REQUIREMENTS:
Continue the fund returns dashboard walkthrough, starting from the line after its last line of code.

PAGE EXTRACT:
───

2. Formats SQL table into pandas dataframe.
3. Builds an App based on Dash to display the returns table and build an interactive chart using plotly to allow the user to select different funds and view their return distributions. This app has a checkbox feature which allows multiple selections simultaneously, updating the chart in real time.
    - You can refer to the attached video/gif to understand how it works.
    - There is also an executable python script in this repository which allows to explore the live dashboard (please download the 'returns' CSV file before execution).
4. Finally, hosts the UI display locally using Flask.

In [382]:
def create_dashboard():
    connection.cursor().execute("USE funds")
    connection.commit()
    
    #calling returns table from sql
    cursor = connection.cursor()

───

EXCERPTED DATA:
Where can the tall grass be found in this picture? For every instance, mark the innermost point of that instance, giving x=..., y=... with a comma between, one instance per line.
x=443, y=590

───

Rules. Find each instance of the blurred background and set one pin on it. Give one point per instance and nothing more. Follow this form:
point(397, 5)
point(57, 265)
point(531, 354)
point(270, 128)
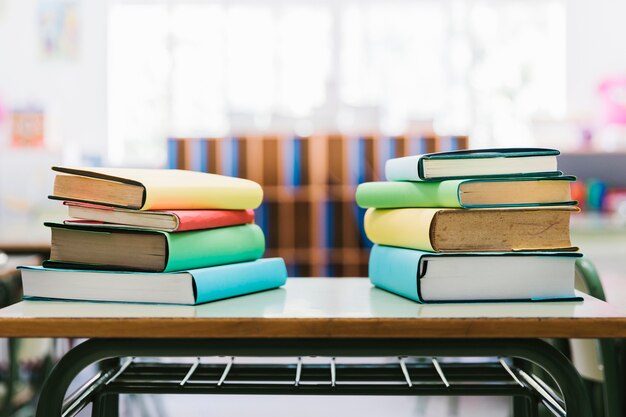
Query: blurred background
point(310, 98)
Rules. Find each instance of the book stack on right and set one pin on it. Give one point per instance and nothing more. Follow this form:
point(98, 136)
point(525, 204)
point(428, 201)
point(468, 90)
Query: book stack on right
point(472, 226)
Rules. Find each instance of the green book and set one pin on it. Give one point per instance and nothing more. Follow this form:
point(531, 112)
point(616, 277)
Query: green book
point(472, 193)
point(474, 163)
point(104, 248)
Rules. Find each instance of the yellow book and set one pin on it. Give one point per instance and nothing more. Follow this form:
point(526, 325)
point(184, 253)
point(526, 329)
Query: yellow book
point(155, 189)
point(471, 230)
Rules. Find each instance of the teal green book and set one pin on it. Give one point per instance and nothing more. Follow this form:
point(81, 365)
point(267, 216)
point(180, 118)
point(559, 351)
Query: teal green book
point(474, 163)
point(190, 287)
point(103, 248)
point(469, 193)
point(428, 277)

───

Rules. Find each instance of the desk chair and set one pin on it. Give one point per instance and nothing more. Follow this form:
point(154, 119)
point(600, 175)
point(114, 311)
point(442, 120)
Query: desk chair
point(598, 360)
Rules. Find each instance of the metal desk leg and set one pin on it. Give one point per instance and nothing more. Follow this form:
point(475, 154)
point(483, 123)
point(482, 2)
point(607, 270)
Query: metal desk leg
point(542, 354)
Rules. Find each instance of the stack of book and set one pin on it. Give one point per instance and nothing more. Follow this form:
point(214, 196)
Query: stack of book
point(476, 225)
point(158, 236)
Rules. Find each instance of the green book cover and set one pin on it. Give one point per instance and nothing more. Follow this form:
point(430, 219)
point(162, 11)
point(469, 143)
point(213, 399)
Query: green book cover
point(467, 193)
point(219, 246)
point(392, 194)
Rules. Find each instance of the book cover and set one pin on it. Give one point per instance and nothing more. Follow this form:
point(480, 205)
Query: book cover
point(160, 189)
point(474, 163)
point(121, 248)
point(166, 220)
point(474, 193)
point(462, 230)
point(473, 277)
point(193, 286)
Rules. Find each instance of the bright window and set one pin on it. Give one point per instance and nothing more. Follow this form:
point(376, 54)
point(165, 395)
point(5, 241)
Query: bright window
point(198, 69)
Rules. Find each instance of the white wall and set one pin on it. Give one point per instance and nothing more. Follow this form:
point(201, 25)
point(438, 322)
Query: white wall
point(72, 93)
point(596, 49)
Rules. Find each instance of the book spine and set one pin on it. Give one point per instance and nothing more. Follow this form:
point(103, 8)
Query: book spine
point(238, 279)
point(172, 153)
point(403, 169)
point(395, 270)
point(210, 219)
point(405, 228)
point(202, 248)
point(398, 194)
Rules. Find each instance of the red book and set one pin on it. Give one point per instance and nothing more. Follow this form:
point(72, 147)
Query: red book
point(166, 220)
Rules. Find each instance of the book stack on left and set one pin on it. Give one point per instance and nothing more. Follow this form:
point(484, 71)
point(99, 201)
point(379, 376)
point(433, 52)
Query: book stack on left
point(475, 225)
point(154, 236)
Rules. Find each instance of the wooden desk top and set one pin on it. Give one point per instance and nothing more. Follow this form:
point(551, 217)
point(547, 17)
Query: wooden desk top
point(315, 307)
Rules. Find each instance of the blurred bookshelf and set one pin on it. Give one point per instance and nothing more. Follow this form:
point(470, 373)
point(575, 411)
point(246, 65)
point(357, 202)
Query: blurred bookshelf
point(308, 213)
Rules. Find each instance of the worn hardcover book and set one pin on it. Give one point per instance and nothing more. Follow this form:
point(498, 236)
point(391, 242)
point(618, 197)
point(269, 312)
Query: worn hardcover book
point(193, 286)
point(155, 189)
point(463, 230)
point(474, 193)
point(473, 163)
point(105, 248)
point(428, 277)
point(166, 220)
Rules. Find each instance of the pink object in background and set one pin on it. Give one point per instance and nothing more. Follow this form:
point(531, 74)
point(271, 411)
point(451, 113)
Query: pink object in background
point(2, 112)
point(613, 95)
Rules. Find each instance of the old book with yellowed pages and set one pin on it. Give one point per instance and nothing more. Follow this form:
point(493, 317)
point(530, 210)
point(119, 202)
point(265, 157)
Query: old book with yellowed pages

───

RESPONSE:
    cursor.execute("SELECT * FROM returns")
    result = cursor.fetchall()
    
    #converting to pandas format
    returns = pd.DataFrame(result, columns=['Fund', '1yr','2yr','3yr','7yr','10yr'])
    returns_trial = returns.set_index('Fund')
    returns_transposed = returns_trial.T
    df1 = returns_transposed.reset_index()
    df1 = df1.rename(columns={'index': 'period'}).rename_axis(None, axis=1)
    
    #for checkbox display
    tickers_ = [df1.columns[1:][i][4:] for i in range(len(df1.columns[1:]))]
    funds = df1.columns[1:]
    options = [{"label": tickers_[i], "value": funds[i]} for i, _ in enumerate(funds)]

    # Initialize the app
    app = Dash(__name__)

    # App layout
    app.layout = html.Div([
        html.H1('Mutual Funds - Annualized Returns'),
        html.Hr(),
        dcc.Checklist(options=options,inline=True, value=['fundOIEIX'],id='checklist'),
        #inline=True for horizontal checkboxes
        #'value' is default selection
        html.Br(),
        dash_table.DataTable(data=df1.to_dict('records')),
        dcc.Graph(figure={}, id='controls-and-graph')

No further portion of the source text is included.